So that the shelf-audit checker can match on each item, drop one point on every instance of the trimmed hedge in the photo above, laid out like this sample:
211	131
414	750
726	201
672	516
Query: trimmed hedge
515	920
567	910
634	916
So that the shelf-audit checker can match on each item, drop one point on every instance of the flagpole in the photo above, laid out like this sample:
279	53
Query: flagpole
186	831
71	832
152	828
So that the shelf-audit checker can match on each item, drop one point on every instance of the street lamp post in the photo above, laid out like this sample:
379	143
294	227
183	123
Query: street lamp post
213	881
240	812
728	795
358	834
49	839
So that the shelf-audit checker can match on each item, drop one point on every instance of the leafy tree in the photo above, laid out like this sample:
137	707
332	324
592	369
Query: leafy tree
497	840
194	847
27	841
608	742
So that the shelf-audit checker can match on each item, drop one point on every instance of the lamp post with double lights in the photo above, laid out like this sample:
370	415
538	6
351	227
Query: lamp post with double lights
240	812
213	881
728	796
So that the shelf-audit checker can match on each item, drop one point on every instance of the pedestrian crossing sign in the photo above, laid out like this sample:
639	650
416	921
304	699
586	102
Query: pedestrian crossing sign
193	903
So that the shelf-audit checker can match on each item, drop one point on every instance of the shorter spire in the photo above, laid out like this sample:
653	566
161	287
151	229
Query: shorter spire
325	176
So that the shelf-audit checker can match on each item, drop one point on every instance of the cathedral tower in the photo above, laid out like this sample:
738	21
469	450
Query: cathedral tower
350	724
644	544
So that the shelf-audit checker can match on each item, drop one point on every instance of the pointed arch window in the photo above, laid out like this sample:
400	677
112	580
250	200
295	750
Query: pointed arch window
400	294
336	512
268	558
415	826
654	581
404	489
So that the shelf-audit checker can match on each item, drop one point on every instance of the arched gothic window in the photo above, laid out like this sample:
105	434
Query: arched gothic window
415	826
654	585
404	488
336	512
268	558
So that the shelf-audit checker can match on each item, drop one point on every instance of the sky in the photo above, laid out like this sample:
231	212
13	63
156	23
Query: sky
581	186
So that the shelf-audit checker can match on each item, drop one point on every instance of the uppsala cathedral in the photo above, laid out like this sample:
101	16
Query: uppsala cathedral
== == ==
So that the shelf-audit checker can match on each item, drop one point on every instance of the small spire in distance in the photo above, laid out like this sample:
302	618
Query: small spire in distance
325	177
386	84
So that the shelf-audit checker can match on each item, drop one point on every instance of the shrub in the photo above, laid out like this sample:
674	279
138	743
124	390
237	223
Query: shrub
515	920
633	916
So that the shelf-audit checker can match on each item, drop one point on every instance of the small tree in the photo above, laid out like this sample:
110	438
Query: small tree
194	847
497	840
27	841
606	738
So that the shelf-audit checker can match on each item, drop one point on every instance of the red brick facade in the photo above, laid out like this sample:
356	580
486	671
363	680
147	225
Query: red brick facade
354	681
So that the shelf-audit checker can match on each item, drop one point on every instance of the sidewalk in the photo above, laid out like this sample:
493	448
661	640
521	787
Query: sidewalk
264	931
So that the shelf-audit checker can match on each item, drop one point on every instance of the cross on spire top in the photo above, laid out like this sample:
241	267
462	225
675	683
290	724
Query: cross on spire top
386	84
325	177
== == ==
Locate every line in the rows above that contains the string "brick" and copy each of those lines. Case counts.

§ Task output:
So that the shelf-audit checker can match on each item, drop one point on every instance of the red brick facade in the photo above, laid out like this sample:
Query: red brick facade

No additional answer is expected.